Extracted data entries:
--------------------
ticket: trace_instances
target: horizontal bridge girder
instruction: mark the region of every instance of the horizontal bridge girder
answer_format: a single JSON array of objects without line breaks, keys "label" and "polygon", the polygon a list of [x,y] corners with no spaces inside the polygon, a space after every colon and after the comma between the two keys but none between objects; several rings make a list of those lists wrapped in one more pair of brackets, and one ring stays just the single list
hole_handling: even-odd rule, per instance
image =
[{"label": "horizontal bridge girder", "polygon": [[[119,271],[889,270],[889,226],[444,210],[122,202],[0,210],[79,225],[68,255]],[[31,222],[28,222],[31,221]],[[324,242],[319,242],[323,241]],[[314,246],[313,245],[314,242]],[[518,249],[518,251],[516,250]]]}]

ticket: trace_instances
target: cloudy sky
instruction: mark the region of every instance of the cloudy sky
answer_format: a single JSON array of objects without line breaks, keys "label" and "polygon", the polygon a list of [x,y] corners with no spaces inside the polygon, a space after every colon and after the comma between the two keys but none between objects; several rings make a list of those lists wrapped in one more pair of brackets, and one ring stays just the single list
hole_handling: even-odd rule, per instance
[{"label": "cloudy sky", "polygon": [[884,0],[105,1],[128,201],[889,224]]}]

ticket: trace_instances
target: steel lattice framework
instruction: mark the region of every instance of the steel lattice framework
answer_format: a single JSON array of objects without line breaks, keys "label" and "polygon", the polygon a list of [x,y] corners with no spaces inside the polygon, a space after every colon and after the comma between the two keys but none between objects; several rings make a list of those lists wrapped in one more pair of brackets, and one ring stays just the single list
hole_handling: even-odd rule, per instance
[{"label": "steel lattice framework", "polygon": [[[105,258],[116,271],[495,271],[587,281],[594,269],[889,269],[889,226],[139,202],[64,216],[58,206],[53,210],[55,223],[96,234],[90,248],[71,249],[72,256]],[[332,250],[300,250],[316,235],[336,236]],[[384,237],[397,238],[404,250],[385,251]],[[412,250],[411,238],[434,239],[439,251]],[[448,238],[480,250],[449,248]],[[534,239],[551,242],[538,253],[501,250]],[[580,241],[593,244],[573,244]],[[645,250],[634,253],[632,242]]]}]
--------------------
:: Exercise requirements ::
Render the records from the first line through the line containing "instruction: mark the region of every instance of the horizontal", inclusive, as a Markdown table with the columns Row and Line. Number each line and skip blank ones.

:: Reply ::
| Row | Line |
|---|---|
| 1 | ticket: trace_instances |
| 2 | target: horizontal bridge girder |
| 3 | instruction: mark the region of every instance of the horizontal bridge girder |